— START Record list —

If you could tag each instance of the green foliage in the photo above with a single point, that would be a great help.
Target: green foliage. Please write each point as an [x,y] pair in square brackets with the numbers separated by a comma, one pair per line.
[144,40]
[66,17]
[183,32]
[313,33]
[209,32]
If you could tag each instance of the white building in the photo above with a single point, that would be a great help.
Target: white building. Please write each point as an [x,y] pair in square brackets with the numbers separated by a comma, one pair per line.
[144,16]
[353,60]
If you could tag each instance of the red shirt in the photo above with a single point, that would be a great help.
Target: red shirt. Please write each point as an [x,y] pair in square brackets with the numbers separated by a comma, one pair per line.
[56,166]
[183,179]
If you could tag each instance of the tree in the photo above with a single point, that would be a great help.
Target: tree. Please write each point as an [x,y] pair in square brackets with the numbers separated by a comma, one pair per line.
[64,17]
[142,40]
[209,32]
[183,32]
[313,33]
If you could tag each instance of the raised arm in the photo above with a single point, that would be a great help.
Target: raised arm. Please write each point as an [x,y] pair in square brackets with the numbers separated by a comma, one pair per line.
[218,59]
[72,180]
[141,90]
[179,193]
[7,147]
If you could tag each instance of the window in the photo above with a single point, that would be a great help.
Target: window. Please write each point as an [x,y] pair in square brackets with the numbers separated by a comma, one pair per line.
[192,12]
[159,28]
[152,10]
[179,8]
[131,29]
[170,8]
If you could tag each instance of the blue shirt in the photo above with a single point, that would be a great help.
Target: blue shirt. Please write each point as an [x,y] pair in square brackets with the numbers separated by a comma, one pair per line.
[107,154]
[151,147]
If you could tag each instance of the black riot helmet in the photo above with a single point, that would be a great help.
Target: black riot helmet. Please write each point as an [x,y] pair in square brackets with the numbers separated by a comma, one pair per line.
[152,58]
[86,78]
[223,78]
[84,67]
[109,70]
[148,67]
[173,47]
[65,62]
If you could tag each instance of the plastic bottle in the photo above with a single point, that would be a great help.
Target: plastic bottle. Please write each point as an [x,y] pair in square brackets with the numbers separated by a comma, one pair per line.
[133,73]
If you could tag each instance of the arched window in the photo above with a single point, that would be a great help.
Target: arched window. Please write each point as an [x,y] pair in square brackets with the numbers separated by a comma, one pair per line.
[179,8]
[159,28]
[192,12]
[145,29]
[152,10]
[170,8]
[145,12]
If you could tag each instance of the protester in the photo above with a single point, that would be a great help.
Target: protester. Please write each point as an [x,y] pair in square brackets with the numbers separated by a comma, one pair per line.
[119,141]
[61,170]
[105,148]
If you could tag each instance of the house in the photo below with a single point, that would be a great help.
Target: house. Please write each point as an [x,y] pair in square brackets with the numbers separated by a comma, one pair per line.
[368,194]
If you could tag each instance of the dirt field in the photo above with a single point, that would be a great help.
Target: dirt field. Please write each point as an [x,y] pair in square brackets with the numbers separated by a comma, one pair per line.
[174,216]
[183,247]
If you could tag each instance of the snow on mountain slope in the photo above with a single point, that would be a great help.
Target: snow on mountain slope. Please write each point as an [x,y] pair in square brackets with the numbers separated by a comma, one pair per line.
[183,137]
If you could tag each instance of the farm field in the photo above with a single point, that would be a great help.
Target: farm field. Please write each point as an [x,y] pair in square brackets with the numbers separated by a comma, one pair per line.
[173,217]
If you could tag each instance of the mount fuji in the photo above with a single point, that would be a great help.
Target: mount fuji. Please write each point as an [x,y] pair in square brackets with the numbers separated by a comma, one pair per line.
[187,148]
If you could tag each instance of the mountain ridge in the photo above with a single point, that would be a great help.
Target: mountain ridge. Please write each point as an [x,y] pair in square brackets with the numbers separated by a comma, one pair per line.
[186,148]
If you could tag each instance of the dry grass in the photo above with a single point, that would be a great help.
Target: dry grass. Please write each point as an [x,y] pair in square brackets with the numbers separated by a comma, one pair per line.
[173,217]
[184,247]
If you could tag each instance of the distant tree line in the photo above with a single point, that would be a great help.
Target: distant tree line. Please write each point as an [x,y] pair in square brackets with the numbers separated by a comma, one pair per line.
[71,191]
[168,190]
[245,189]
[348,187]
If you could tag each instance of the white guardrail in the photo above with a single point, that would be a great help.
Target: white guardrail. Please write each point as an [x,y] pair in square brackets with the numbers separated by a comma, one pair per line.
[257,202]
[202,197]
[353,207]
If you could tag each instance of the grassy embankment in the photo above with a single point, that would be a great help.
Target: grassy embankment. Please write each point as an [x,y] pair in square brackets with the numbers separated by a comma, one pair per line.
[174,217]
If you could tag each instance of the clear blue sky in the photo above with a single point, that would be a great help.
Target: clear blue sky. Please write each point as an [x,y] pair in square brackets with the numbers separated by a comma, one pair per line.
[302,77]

— END Record list —

Challenge: Could you quote, exactly as they appear, the line containing "If you could tag each instance of the white guardrail" and every line after it to the end of the records above?

Solution:
If you could tag each instance of the white guardrail in the photo above with a single point, that would be a great help.
Target: white guardrail. Please write each point as an [x,y] pair in square brackets with the numbers separated by a comma, one pair per line.
[257,202]
[202,197]
[353,207]
If you could tag each instance of the grassy embankment in the photo above with a single point, that would be a great help.
Target: grassy embankment. Please write each point as an [x,y] pair in square brackets with the numbers separated by a comma, one pair per line.
[174,217]
If you could tag each instance of the clear blue sky in the photo above with a single point, that would be a great help.
Target: clear blue sky. Please write each point as an [x,y] pair in square brackets with the numbers separated by a comma, one pair per line.
[302,77]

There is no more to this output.